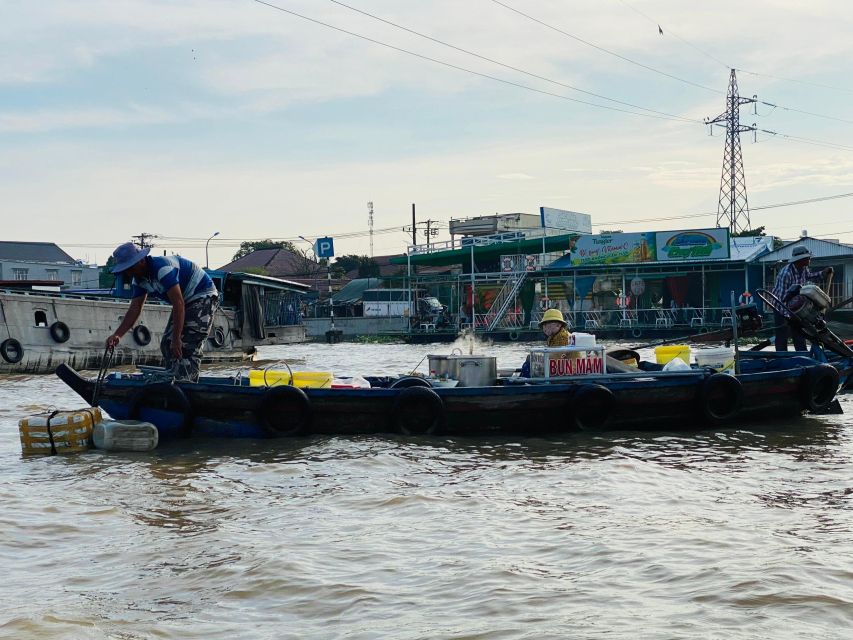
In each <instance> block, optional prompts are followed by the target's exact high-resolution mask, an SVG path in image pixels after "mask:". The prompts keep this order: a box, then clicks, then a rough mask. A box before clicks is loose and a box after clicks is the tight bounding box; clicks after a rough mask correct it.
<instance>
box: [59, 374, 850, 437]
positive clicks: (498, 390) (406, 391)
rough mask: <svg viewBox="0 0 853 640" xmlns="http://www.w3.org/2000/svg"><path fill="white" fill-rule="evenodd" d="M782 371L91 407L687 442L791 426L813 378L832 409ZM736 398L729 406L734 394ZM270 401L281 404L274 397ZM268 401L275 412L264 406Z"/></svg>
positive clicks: (337, 421)
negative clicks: (719, 433) (772, 427)
mask: <svg viewBox="0 0 853 640" xmlns="http://www.w3.org/2000/svg"><path fill="white" fill-rule="evenodd" d="M803 360H808V359H803ZM784 365H785V363H784V362H783V361H781V360H778V359H777V360H776V361H774V362H771V364H769V365H766V366H761V365H760V363H759V364H758V365H756V364H753V365H749V366H747V369H750V368H752V369H755V371H754V372H752V373H743V374H741V375H740V376H738V378H737V379H735V378H733V377H731V376H727V375H725V374H716V375H714V374H713V372H710V371H691V372H685V373H680V374H673V373H639V374H606V375H602V376H592V377H586V378H584V379H582V380H580V379H579V380H577V381H561V382H552V383H550V384H548V383H544V382H535V381H534V382H533V383H528V384H524V383H521V382H520V381H518V380H517V379H516V380H509V379H507V380H503V381H502V382H503V384H498V385H496V386H493V387H470V388H464V387H455V388H437V389H423V388H421V389H419V390H417V391H415V390H411V389H399V388H370V389H304V390H296V389H294V388H293V387H289V389H290V390H291V391H288V392H287V393H285V392H282V391H276V389H279V390H280V389H281V387H271V388H269V389H267V388H265V387H251V386H247V385H245V384H240V382H241V381H239V380H234V379H230V378H202V380H201V381H200V382H199V383H195V384H192V383H178V384H176V385H174V386H176V387H177V388H178V389H179V392H178V391H175V390H166V391H169V394H171V395H175V396H180V398H178V399H179V400H180V402H175V403H173V404H172V406H170V404H169V402H165V401H162V400H163V399H162V398H161V399H160V400H156V401H154V400H152V398H149V397H145V396H146V391H145V387H146V386H147V385H146V384H145V381H144V380H143V379H142V378H141V377H139V376H130V377H128V376H123V377H122V378H119V379H113V378H108V379H107V380H106V382H105V384H104V385H103V388H102V389H101V390H100V394H99V397H98V398H97V404H98V405H99V406H100V407H102V408H103V409H104V410H106V411H107V412H108V413H109V414H110V415H111V416H112V417H113V418H116V419H120V420H121V419H141V420H146V421H149V422H152V423H154V424H155V425H157V427H158V428H159V429H160V433H161V438H164V439H168V438H170V437H178V436H187V435H194V436H209V437H250V438H258V437H271V436H280V435H307V434H326V435H334V434H341V435H359V434H377V433H403V434H421V433H425V434H430V435H439V434H441V435H462V436H489V435H519V436H540V437H548V436H553V435H559V434H563V433H567V432H573V431H578V430H590V429H655V430H666V431H683V430H693V429H696V428H702V427H706V426H720V425H736V424H739V423H741V422H744V421H748V422H752V421H760V420H769V419H780V418H783V419H784V418H786V417H796V416H799V415H801V414H802V413H804V412H805V411H806V410H807V409H808V408H809V402H808V398H809V393H810V392H811V391H812V389H811V385H813V384H816V383H815V381H814V379H815V378H816V377H820V375H816V374H823V378H826V377H827V376H826V375H825V374H827V371H830V370H831V371H832V372H833V374H834V378H833V380H834V382H832V381H831V382H830V383H831V384H834V386H833V387H832V389H831V393H829V392H828V391H826V390H824V392H823V396H822V397H821V400H820V402H821V403H822V405H828V404H829V402H831V401H832V399H833V398H834V396H835V392H836V391H837V385H838V374H837V372H836V371H835V369H832V368H831V367H829V365H820V364H817V363H815V362H814V361H810V363H809V364H805V365H802V366H791V367H785V366H784ZM57 374H58V375H59V376H60V377H61V378H62V379H63V380H64V381H65V382H66V383H67V384H69V386H71V387H72V388H73V389H74V390H75V391H77V392H78V393H79V394H80V395H81V397H83V398H84V399H86V400H87V401H91V400H92V397H93V393H94V383H93V381H92V380H86V379H84V378H82V377H81V376H79V374H77V373H76V372H75V371H74V370H72V369H70V368H69V367H60V368H59V369H58V371H57ZM829 377H832V376H829ZM823 378H821V379H823ZM712 379H713V382H709V381H710V380H712ZM716 383H722V384H716ZM824 383H825V381H824ZM735 385H736V386H735ZM161 386H162V385H161ZM716 387H719V389H716ZM715 389H716V390H715ZM735 390H736V391H737V402H734V399H735V398H734V396H733V395H731V394H734V393H735ZM149 391H151V389H149ZM720 392H722V396H720V395H719V394H720ZM158 393H159V392H158ZM715 393H716V394H717V395H714V394H715ZM276 394H278V395H279V396H282V397H281V398H274V396H276ZM727 394H728V396H729V397H727ZM155 395H156V394H155ZM167 395H168V394H167ZM285 396H286V397H285ZM271 399H274V400H276V402H279V401H281V404H274V405H271V404H270V402H269V401H270V400H271ZM173 400H174V398H173ZM181 403H183V404H181ZM720 403H721V404H720ZM718 405H719V406H718ZM271 409H274V411H272V412H271Z"/></svg>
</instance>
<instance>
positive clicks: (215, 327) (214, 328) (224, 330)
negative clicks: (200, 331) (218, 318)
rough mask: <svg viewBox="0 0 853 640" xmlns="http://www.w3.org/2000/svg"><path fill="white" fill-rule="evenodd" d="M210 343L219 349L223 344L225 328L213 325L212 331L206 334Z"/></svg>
mask: <svg viewBox="0 0 853 640" xmlns="http://www.w3.org/2000/svg"><path fill="white" fill-rule="evenodd" d="M208 340H210V344H212V345H213V346H214V347H216V348H217V349H219V348H220V347H223V346H225V330H224V329H223V328H222V327H214V329H213V331H212V332H211V333H210V335H209V336H208Z"/></svg>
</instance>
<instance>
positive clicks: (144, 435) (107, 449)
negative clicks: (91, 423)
mask: <svg viewBox="0 0 853 640" xmlns="http://www.w3.org/2000/svg"><path fill="white" fill-rule="evenodd" d="M92 441H93V442H94V443H95V447H96V448H98V449H104V450H106V451H151V450H153V449H155V448H156V447H157V442H158V441H159V434H158V433H157V427H155V426H154V425H153V424H151V423H150V422H142V421H141V420H104V421H103V422H99V423H98V424H96V425H95V428H94V430H93V431H92Z"/></svg>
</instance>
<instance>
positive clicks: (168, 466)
mask: <svg viewBox="0 0 853 640" xmlns="http://www.w3.org/2000/svg"><path fill="white" fill-rule="evenodd" d="M524 348H525V347H524V346H523V345H510V346H494V347H491V348H488V349H487V350H486V352H487V353H489V354H491V355H496V356H497V357H498V366H499V367H514V366H518V365H520V363H521V361H522V360H523V357H524ZM428 352H430V353H449V348H448V346H447V345H432V346H430V345H426V346H422V345H421V346H415V345H359V344H355V345H354V344H341V345H332V346H330V345H324V344H306V345H295V346H288V347H276V348H268V349H266V350H265V351H263V352H262V353H263V355H264V356H265V357H268V358H279V357H286V358H288V360H289V361H290V362H296V363H297V364H298V366H299V367H300V368H302V369H305V370H332V371H334V372H335V373H336V374H338V375H345V374H356V373H367V374H369V373H376V374H388V373H400V372H405V371H408V370H411V369H413V368H414V367H415V366H416V365H418V361H419V360H420V359H421V358H422V357H423V356H424V355H425V354H426V353H428ZM419 370H420V371H424V372H425V371H426V366H425V364H423V363H421V365H420V368H419ZM841 402H842V406H843V408H844V409H845V411H846V414H845V415H835V416H820V417H808V418H802V419H798V420H795V421H792V422H789V423H787V424H775V425H754V424H732V425H731V428H727V429H715V430H693V429H691V427H692V426H693V425H673V424H661V425H660V431H656V432H648V433H637V432H613V433H604V434H598V435H589V434H579V435H567V436H566V437H564V438H561V439H558V440H540V439H535V440H534V439H531V440H524V439H517V438H515V439H509V438H507V439H461V438H455V439H451V438H435V439H427V438H403V437H359V438H339V437H323V438H318V437H313V438H303V439H281V440H265V441H235V440H219V441H214V440H206V441H199V440H186V441H181V442H176V443H169V444H167V445H165V446H162V447H161V448H158V449H157V450H156V451H154V452H153V453H145V454H142V453H135V454H128V453H121V454H120V453H106V452H100V451H90V452H87V453H83V454H76V455H68V456H55V457H45V458H23V457H22V456H21V453H20V442H19V439H18V427H17V421H18V419H19V418H21V417H24V416H27V415H31V414H33V413H37V412H39V411H41V410H44V409H45V408H47V407H57V408H63V409H72V408H77V407H80V406H82V403H81V402H80V400H79V398H77V397H76V396H75V395H74V394H72V393H71V391H70V390H68V389H67V388H66V387H65V386H64V385H63V384H62V383H61V382H60V381H59V380H58V379H57V378H55V377H53V376H35V377H6V378H3V379H2V380H0V504H2V511H1V512H0V561H2V565H0V566H2V572H3V577H2V580H0V603H2V606H0V637H2V638H72V639H76V638H117V639H126V640H129V639H136V638H204V639H206V640H207V639H218V638H223V639H225V638H228V639H231V638H276V639H277V638H294V639H296V638H299V639H302V638H322V639H326V638H347V639H373V638H406V639H408V638H412V639H415V638H423V639H433V638H456V639H462V638H465V639H472V640H473V639H478V640H486V639H488V640H493V639H494V640H497V639H501V640H505V639H515V638H531V639H533V638H535V639H539V638H726V639H731V638H756V639H765V638H773V639H774V640H780V639H785V638H853V394H849V395H847V396H842V401H841ZM531 419H532V420H535V419H536V418H535V416H531ZM679 430H681V431H679Z"/></svg>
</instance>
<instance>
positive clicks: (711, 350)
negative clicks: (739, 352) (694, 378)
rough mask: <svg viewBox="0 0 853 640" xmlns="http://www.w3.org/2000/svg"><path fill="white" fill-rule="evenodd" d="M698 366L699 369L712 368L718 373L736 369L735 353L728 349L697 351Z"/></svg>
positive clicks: (714, 349)
mask: <svg viewBox="0 0 853 640" xmlns="http://www.w3.org/2000/svg"><path fill="white" fill-rule="evenodd" d="M696 365H697V366H699V367H711V368H712V369H715V370H717V371H726V370H727V369H734V366H735V354H734V351H732V350H731V349H729V348H726V347H718V348H716V349H699V350H698V351H696Z"/></svg>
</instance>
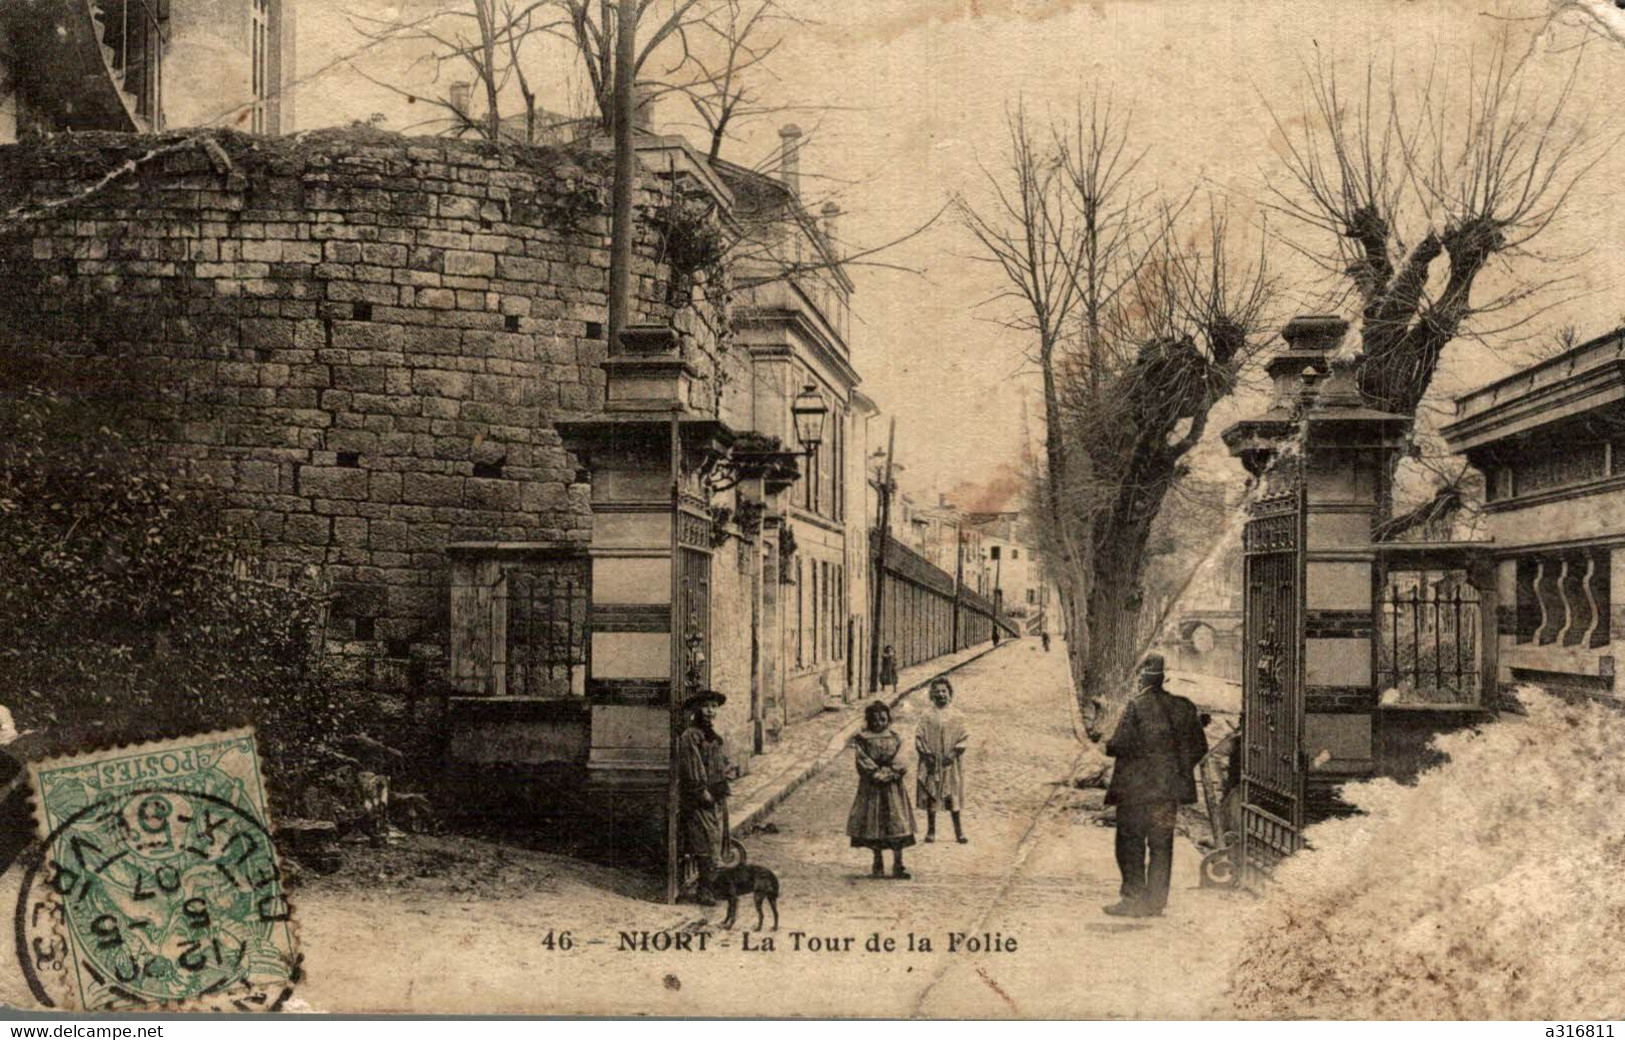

■ ■ ■

_Task_. Reproduce verbatim the lines of the material above, beginning with its first line and ending with the line that contains "positive clicks: (337, 421)"; skip pictures.

_Answer box_.
In each <instance> block, optional prompts are followed by the target's exact high-resolution mask, an SVG path in image pixels after "mask:". The prompts keep this order: a box, then clicks, then a rough mask. A box before clicks is loose and a box after clicks is the tight bounding box; clicks after a rough mask correct it.
<instance>
box: [59, 374, 850, 437]
positive clicks: (498, 390) (406, 391)
rough mask: <svg viewBox="0 0 853 640" xmlns="http://www.w3.org/2000/svg"><path fill="white" fill-rule="evenodd" d="M782 371L91 407L687 442L791 426L813 378L832 409ZM736 398L729 406L734 394ZM270 401L281 404L274 397ZM268 401L275 412L264 406Z"/></svg>
positive clicks: (337, 421)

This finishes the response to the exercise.